WHAT IS BEING ASKED –
Report every line of the material below that contains the word "marker", copying each such line in full.

SUPPLIED RECORDS –
============
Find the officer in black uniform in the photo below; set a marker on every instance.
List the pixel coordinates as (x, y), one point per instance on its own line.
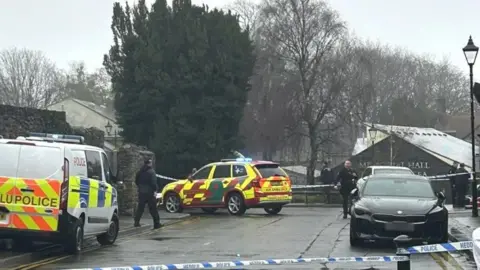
============
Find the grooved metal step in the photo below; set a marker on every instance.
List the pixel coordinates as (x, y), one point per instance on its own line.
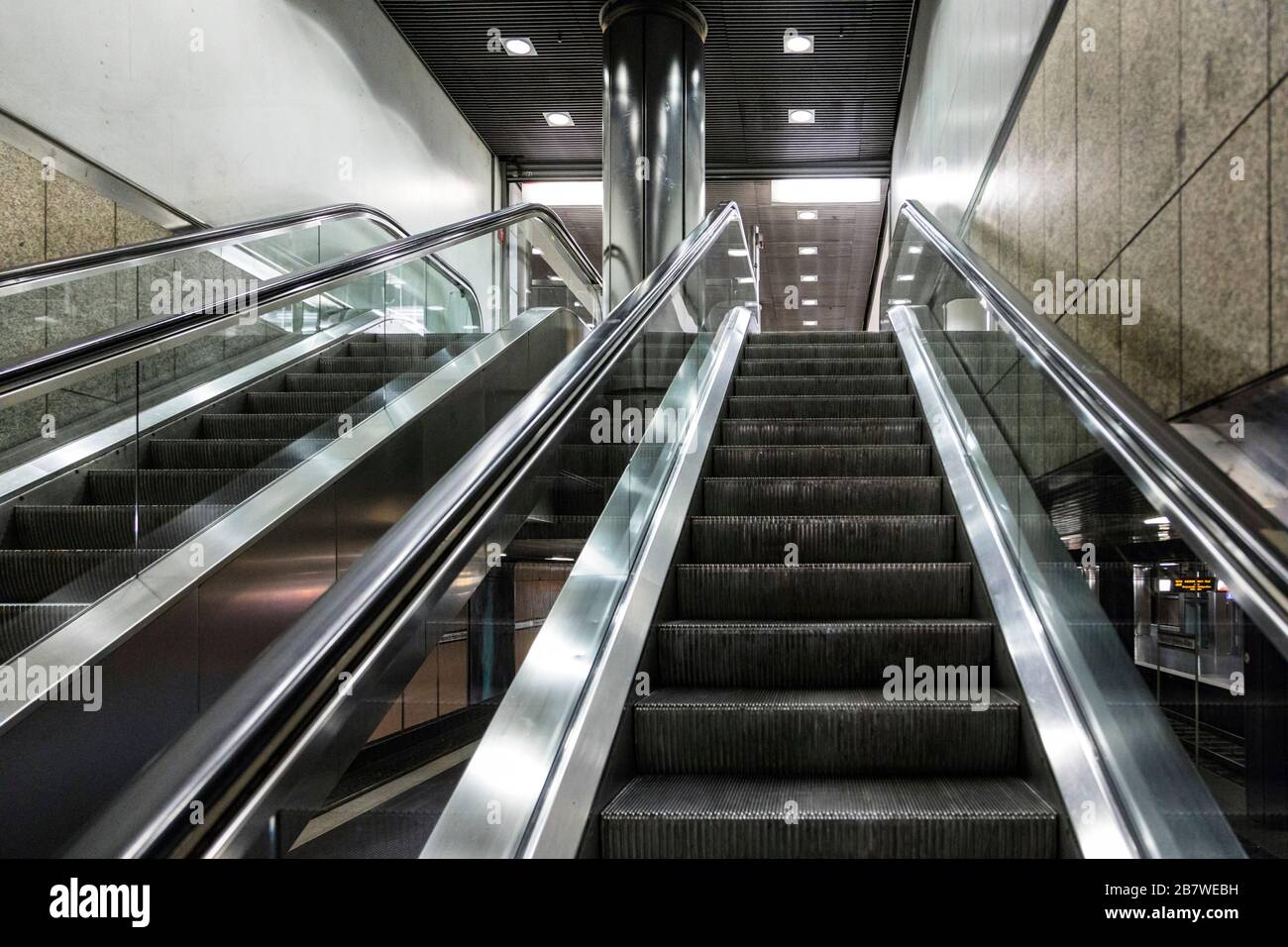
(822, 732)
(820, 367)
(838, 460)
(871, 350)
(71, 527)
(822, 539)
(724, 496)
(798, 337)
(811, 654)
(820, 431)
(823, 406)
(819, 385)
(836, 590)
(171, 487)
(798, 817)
============
RESPONSE FOR THIS EXERCISE –
Find the officer in black uniform in the photo below; set a marker on every instance.
Find the grooved metal step in the photo below; set a marker on every instance.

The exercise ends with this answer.